**Text block**
Draghi will want to give the ECB's communications with financial markets his own stamp -- a process he kick-started on Wednesday by signaling the bank stands ready to press on with the bond-buying program it relaunched in August.
More than that, however, he will want to avoid surprising markets on his debut.
With Italy increasingly mired in the sovereign debt crisis, Draghi's position is a delicate one, as any fresh gesture of support in that direction could easily be viewed -- especially in the euro zone's largest economy Germany -- as bias toward his country.
On the other hand, if the ECB pulls away existing crisis support he could face criticism from southern Europeans for taking his cue from Berlin and the Bundesbank.
Draghi is thus likely to start his tenure with a low-key approach and keep rates where they are even as euro zone growth falters and the chances of recession grow.
"I think it is quite difficult for the ECB to entertain the thought of a move (in interest rates) in November," said Citi economist Guillaume Menuet.
In a recent Reuters poll of 70 economists, around two thirds predicted a rate cut by December and 11 said it would happen on Nov 3. Seven said the bank would wait until next year and 16 that the bank will not cut rates.
Some ECB governing council members wanted to cut rates last month, while others think they can stay at 1.5 percent for now.
"The current interest rates are adequate," said ECB Executive Board member Juergen Stark, a monetary policy hawk who is resigning from his post this year -- a move ECB insiders say is in protest at the bond-buying program.
Many ECB policymakers -- among them Draghi -- are worried about intensifying downside risks to growth and if economic data keeps its current trend, the central bank is likely to change its course and cut interest rates in December.
But the positive market reaction to Thursday's debt plan gives the ECB more time to assess the risk of recession and whether to cut rates.

**Task 1**
In the passage about Draghi and the ECB, how many of the 70 economists in the Reuters poll said a rate cut would come on Nov 3?
**Task 2**
Carry the passage about Draghi and the ECB forward, starting right after its final sentence.

**Given data**
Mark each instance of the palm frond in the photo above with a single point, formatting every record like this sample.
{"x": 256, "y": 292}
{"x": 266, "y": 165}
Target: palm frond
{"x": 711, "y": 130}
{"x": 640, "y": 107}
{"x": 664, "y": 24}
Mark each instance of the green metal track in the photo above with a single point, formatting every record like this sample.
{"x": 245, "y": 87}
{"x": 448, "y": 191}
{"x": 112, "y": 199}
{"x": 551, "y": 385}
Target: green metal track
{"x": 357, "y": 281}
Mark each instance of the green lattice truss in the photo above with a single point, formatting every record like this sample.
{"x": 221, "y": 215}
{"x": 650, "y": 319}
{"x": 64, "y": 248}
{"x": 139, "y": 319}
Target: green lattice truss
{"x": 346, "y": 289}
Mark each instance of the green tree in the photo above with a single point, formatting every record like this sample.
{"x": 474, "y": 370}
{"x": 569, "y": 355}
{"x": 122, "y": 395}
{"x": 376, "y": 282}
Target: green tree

**Exercise response 1**
Eleven.

**Exercise response 2**
Moreover, with inflation persistently above the ECB's target of just below 2 percent -- it was 3.0 percent in September -- real short-term interest rates are negative. Annual German inflation eased in October but only marginally to 2.5 percent from 2.6 percent the previous month.
"I don't think there is a particularly strong case for a rate cut in the euro area, unless the euro area is going into a recession," Societe Generale economist Klaus Baader said.
"There are a lot of problems... but an excessively high short-term interest rate is not one of them."
During the darkest hours of the financial crisis, the ECB lowered its rates to 1.0 percent, keeping them higher than the 0.5 percent in Britain and the close-to-zero approach taken in the United States and Japan. Before that, the lowest ECB rates had reached were 2.0 percent, still above the current levels.
Some economic indicators have held up relatively well. Euro zone economic sentiment eased only marginally in October, raising hopes the bloc's economy may escape a contraction in the fourth quarter, and money supply figures were stronger than expected.
But not all is well -- business surveys showed the bloc's economy is in serious danger of lurching from stagnation into outright recession.
With the new-look ECB still on training wheels next month, many ECB watchers are eyeing December as the time to trim rates -- by when data should provide more evidence whether a recession is in the cards or not.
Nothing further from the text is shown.